**Work to be completed**
Reproduce the records below verbatim, starting at the line that contains "Pick out one point on every instance of the dark" and ending at the final line of the records, with both ends included.

**Records for this task**
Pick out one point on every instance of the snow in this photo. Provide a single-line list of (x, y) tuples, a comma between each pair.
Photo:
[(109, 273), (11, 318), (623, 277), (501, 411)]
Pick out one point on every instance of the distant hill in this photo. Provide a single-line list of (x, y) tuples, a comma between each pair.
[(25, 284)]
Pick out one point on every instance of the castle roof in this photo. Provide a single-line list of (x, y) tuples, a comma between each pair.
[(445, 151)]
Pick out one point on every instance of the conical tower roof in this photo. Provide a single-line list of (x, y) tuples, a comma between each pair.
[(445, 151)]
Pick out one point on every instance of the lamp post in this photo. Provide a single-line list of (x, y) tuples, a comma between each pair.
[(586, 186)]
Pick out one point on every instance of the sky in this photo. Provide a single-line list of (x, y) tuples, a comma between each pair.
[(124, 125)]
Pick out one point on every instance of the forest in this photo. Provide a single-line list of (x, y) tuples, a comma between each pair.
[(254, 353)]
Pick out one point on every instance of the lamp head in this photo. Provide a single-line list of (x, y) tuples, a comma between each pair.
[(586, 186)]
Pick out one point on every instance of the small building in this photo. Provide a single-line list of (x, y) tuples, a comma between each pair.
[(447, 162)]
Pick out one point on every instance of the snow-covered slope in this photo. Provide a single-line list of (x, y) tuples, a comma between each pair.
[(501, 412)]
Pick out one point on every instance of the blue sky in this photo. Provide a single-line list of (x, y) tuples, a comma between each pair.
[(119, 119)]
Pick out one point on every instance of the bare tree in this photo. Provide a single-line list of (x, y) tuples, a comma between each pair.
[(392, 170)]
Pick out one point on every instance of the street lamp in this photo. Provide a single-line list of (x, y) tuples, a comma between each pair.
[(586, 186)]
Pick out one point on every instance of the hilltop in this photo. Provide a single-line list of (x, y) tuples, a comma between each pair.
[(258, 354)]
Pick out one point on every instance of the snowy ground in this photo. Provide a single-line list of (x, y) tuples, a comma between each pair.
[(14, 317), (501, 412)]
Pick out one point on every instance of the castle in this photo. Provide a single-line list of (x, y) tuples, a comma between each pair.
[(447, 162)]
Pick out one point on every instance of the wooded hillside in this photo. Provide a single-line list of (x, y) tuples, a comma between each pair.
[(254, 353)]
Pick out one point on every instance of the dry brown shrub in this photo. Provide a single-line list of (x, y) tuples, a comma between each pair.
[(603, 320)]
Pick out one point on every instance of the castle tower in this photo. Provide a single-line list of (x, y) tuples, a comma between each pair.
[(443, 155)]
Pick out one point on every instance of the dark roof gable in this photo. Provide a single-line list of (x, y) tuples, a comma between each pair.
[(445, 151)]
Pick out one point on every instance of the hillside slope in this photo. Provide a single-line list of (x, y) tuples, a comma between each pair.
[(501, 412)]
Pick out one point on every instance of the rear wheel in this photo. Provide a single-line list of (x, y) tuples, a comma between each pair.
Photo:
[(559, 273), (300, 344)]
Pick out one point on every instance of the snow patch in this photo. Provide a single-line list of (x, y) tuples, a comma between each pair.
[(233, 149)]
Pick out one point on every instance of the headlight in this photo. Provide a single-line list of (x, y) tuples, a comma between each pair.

**Result below**
Pick out one point on every instance of the dark roof gable in this photo. Provide a single-line list of (x, y) tuples, a comma between each pair.
[(445, 151)]
Pick out one point on every instance of the hillside slope in this photo. Provide a single-line list of (x, y) tuples, a comma between each pair.
[(501, 412)]
Pick out one point on every instance of the rear wheel in this photo. Provide a single-line list of (x, y) tuples, a comma between each pair.
Photo:
[(559, 273), (300, 344)]
Pick out one point on every instance of the snow patch in this photo. Provide a single-line list of (x, y) tuples, a comma between each pair.
[(233, 149)]
Pick out one point on every instance of the headlight in this photo. Provide a single-line list of (x, y) tuples, a comma between each pair.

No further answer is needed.